* **LISTED RECORDS**
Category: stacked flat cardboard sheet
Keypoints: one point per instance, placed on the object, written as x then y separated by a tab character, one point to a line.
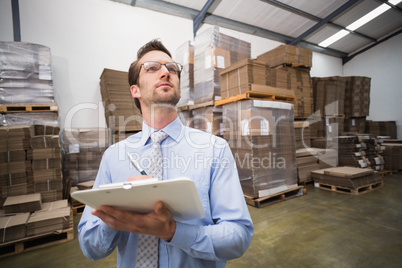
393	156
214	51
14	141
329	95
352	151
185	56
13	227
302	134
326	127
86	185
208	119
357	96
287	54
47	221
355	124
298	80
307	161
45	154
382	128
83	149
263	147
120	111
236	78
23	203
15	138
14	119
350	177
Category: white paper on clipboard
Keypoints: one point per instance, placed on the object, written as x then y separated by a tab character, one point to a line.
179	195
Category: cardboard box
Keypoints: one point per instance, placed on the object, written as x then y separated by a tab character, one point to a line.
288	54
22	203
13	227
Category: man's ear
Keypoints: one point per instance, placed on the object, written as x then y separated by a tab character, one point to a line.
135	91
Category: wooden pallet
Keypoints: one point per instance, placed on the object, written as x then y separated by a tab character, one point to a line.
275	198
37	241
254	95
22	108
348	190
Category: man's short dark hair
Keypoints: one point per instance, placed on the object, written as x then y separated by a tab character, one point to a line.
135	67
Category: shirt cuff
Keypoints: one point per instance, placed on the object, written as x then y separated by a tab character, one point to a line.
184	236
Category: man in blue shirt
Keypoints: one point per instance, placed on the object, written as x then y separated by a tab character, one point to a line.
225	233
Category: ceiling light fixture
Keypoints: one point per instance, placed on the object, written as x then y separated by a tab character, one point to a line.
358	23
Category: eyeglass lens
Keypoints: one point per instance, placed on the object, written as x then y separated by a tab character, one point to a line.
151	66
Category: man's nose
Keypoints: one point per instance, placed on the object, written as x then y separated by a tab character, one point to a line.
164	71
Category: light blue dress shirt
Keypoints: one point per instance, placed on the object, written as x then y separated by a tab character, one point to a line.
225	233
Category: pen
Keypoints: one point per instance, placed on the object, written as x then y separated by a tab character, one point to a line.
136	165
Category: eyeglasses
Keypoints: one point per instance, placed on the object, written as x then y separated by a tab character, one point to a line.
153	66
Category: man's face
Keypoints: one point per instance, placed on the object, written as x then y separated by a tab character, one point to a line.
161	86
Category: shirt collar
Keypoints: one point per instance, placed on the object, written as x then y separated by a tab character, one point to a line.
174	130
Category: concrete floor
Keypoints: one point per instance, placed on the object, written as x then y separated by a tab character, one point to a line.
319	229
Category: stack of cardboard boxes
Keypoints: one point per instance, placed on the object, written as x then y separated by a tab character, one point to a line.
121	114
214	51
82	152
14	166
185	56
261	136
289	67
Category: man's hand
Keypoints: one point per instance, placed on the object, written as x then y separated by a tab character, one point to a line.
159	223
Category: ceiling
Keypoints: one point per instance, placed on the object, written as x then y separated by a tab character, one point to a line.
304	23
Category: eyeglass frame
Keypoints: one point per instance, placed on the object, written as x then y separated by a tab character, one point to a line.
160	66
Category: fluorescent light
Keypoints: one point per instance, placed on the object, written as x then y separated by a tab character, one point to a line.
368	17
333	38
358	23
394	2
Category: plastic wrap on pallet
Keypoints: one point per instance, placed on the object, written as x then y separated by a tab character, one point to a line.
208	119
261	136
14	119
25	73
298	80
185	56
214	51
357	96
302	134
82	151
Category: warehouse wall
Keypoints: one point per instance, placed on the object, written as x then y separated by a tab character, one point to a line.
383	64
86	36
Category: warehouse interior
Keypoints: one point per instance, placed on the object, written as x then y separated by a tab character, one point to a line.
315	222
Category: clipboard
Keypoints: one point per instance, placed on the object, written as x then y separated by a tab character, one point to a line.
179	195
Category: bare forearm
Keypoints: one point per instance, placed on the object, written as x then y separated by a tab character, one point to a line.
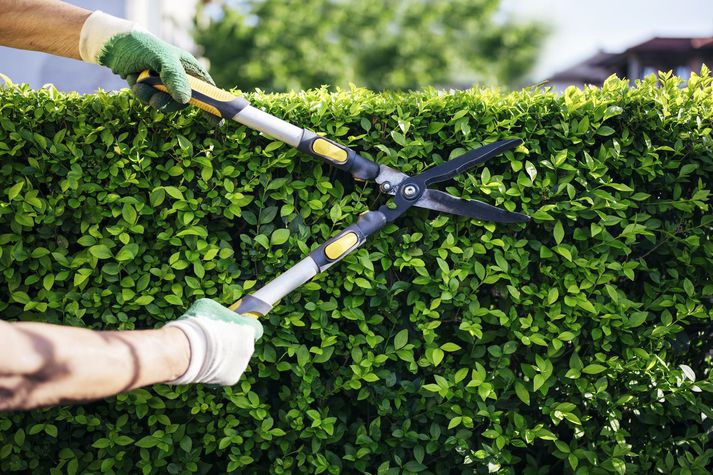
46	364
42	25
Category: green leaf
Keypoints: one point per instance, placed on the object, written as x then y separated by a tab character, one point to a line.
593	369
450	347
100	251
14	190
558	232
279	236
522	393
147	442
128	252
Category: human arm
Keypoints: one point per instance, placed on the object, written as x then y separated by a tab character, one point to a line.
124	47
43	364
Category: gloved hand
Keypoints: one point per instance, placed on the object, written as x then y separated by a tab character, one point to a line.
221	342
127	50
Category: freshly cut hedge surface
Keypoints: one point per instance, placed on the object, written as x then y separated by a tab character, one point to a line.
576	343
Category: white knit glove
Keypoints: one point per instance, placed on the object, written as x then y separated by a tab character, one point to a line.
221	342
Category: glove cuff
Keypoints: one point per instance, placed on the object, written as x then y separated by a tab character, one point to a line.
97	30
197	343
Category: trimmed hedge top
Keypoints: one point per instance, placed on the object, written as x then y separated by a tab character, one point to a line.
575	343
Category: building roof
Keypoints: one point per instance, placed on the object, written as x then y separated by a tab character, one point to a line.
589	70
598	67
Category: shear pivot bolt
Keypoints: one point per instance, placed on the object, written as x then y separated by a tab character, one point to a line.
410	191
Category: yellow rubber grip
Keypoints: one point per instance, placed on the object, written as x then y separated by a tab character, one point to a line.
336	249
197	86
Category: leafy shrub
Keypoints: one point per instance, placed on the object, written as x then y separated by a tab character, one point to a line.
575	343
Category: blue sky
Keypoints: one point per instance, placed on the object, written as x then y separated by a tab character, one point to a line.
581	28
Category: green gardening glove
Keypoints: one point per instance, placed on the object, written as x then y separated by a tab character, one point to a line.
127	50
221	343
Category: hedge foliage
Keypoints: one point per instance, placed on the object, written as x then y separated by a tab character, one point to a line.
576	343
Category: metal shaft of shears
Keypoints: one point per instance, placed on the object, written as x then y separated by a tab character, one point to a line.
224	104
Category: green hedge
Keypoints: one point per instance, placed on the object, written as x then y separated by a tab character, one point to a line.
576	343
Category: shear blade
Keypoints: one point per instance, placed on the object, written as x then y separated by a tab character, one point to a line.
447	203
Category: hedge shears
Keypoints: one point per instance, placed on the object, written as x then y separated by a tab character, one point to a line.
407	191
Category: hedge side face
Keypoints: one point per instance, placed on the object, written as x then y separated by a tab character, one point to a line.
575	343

--

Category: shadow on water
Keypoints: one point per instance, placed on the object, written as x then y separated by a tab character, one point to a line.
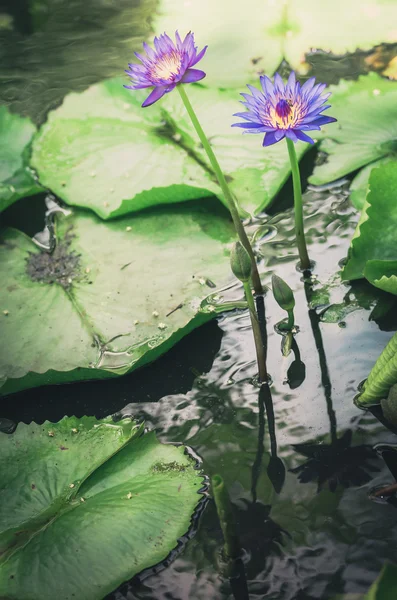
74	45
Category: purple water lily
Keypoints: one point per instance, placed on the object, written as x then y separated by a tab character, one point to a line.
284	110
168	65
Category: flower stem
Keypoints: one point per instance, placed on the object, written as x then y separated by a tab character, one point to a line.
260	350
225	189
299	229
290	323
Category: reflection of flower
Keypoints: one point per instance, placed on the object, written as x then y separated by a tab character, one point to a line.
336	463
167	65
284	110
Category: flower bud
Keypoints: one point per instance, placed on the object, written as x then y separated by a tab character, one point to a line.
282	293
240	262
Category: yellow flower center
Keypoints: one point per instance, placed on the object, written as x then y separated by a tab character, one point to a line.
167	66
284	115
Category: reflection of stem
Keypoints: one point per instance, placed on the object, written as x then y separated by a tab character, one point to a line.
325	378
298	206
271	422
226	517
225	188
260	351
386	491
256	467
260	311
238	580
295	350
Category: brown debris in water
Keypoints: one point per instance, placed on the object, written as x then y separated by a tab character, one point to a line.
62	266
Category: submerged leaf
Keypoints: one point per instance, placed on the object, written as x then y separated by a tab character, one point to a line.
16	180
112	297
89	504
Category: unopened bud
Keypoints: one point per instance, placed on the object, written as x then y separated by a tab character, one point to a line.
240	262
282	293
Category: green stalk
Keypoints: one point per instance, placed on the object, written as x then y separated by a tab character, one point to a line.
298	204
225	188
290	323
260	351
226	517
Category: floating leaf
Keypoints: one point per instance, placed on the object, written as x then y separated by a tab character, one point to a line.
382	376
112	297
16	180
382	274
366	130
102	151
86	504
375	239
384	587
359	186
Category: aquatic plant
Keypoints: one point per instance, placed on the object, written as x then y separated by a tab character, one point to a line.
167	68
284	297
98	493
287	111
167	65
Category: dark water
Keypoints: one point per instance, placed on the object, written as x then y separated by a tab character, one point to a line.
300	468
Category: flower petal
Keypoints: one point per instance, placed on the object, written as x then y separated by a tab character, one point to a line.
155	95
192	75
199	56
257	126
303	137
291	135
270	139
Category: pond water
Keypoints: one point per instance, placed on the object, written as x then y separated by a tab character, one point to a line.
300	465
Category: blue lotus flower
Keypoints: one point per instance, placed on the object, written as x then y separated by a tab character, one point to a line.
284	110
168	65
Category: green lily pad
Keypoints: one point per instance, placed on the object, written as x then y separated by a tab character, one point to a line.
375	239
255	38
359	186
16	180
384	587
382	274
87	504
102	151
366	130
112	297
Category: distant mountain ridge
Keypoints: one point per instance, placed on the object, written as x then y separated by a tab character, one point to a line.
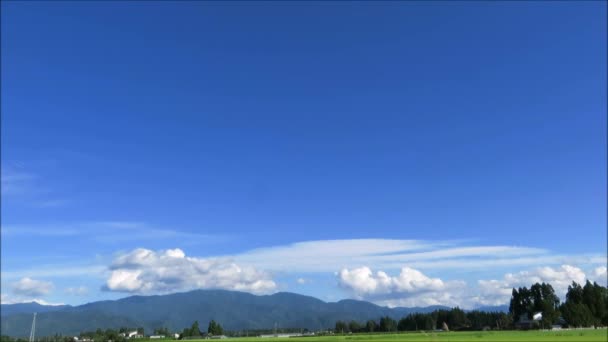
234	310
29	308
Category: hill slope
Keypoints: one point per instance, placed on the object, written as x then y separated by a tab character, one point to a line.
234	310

--

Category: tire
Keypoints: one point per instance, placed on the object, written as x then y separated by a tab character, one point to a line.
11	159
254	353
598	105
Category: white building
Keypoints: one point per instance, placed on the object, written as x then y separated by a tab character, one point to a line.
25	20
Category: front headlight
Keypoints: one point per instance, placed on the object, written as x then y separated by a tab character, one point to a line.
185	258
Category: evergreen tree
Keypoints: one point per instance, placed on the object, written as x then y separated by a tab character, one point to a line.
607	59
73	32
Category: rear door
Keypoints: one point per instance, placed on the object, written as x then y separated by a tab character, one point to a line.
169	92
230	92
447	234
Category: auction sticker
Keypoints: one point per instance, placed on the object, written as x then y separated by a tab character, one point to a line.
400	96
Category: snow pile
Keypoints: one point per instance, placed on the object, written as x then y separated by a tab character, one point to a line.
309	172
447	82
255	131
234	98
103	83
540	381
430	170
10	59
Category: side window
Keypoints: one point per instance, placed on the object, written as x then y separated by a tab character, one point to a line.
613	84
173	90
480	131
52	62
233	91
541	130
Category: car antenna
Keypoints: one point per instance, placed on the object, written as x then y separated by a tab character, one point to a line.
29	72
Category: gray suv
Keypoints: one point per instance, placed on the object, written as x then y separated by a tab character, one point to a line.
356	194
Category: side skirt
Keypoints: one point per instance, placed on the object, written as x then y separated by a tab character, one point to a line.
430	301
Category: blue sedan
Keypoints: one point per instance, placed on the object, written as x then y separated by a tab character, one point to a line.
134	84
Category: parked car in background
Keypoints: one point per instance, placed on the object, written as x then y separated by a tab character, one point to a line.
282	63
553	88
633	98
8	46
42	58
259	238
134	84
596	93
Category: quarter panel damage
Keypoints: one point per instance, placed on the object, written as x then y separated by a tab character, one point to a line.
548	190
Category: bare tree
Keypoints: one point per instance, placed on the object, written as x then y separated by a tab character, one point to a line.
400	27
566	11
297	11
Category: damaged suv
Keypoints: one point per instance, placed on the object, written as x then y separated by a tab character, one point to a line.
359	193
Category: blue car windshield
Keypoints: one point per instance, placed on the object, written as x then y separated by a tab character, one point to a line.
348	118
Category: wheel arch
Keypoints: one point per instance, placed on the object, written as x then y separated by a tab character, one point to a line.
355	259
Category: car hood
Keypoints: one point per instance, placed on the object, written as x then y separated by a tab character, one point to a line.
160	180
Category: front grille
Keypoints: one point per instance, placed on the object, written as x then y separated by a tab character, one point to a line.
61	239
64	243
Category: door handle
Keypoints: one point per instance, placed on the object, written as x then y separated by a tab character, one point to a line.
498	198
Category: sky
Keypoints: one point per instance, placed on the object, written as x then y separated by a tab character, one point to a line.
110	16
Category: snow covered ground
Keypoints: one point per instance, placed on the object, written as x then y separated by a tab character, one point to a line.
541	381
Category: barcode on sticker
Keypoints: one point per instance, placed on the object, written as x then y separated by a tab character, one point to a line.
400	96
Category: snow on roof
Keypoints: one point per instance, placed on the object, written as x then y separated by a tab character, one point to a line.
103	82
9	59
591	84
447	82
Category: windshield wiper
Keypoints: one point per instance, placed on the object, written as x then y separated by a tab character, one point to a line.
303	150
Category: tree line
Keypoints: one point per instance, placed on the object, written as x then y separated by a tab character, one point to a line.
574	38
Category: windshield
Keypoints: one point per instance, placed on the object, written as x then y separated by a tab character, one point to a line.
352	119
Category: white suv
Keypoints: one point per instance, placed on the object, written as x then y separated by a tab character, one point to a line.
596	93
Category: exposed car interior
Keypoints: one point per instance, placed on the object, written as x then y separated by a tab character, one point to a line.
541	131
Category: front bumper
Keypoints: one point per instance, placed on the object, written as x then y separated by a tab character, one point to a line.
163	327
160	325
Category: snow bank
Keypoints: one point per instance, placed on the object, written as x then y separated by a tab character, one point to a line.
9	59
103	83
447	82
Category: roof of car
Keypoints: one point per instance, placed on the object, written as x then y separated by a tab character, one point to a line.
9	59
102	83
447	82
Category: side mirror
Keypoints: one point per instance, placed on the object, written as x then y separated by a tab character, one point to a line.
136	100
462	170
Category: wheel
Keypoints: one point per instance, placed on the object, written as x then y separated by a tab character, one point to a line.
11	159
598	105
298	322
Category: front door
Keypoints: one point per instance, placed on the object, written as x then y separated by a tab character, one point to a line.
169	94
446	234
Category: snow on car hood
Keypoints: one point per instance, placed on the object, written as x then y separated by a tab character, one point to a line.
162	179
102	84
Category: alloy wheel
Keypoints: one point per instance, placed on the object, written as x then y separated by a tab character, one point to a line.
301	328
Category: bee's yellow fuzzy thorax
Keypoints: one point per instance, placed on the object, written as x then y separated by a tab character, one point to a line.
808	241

* **AIM OF THE EXERCISE**
Locate each line in the listing above that contains the word "shears", and copy those lines out.

* **TASK OUTPUT**
Category: metal shaft of shears
Category: hedge shears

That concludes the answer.